▸ **DIRECTIONS**
Rewrite the items below, changing every "camera-trap tally" to "field survey" and keeping everything else the same.

Dataset items
————————
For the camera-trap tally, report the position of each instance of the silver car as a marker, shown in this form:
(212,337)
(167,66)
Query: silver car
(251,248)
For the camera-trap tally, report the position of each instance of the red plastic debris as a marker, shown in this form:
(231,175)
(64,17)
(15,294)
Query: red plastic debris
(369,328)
————————
▸ **ANSWER TO THIS EXERCISE**
For the field survey, report the position of each instance of the silver car as a marker, shown in this form:
(212,337)
(167,66)
Query: silver car
(251,248)
For the field survey, report the position of each instance of the red plastic debris as a marker, shown in this form:
(231,175)
(64,17)
(15,294)
Query: red plastic debris
(369,328)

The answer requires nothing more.